AIM OF THE EXERCISE:
Rewrite the part of the book review starting with "You need to" and going on through "very well received.", swapping "formal reviews" for "published reviews".

SOURCE PASSAGE:

※

I know of Shawn’s past work, always first rate, and I bought the book, and it made my summer vacation book list.
I read, and learned a great deal from, both books.
They are, on the one hand, very different; but on the other, very similar. One is by an old lady written when she was my age range. Mrs. Hudson, is a retired college professor, quite obviously grieving the loss of her daughter to illness. She writes about the deep conflict she sees between today’s natural world and technology, compared with her youthful days in the midst of the worst of the Great Depression and World War II which followed.
(The retired college professor died before she finished her book, so one has to speculate on what her ending would be, but that actually contributes to the richness of her passionate expression of feelings on her past and present, and our future.)
The other book is by an author who painstakingly and expertly documents not only the very real “war on science”, but on other areas susceptible to manipulation of public opinion. Shawn Otto expertly reviews the problem, and then devotes much of the meat of the book to ways towards solutions.
SHAWN OTTO’S “THE WAR ON SCIENCE”
I highly recommend “The War on Science” to anyone with even a tiny bit of interest in topics like science, marketing, politics, and the incessant manipulation of personal and public opinion (propaganda) in our own country. Get to know the name “Edward Bernays”…. He enters the story by name at page 257.
You don’t need to be a scientist to understand the book, which is a very interesting history of science and its not always consistent position of esteem in our society (thus “war”); in addition, The War on Science is an equally interesting history of propaganda as it has been used in America especially related to marketing of products and ideas going back as far as WWI.
There is so much interesting and well argued information in the book that I would do a disservice by simply doing a once over in a review.
You need to read the book.
Best to take a look yourself. There are many formal reviews of the book at Amazon.com. One of them is mine.
You will see the book is being very well received.
Personally, I found “The War On Science” to be unusual in a couple of respects:
1. It nicks most everyone, including scientists, who get complacent and think they have found and can sit righteously on their own truth, as they define the term “Truth”. The book is heavily footnoted: 59 pages of sources.

※

DATA ROWS:
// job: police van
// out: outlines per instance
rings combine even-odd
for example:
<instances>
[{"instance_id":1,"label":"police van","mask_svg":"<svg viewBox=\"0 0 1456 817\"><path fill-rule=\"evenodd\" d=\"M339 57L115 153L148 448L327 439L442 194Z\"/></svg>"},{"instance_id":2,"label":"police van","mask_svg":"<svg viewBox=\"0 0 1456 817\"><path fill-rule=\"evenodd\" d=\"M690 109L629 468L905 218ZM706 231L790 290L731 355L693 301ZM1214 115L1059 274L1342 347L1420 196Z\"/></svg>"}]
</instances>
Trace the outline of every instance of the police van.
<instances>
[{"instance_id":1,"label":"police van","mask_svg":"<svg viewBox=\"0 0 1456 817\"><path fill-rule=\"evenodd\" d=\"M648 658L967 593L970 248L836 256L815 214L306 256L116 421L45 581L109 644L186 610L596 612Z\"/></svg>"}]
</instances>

※

RESPONSE TO THIS EXERCISE:
You need to read the book.
Best to take a look yourself. There are many published reviews of the book at Amazon.com. One of them is mine.
You will see the book is being very well received.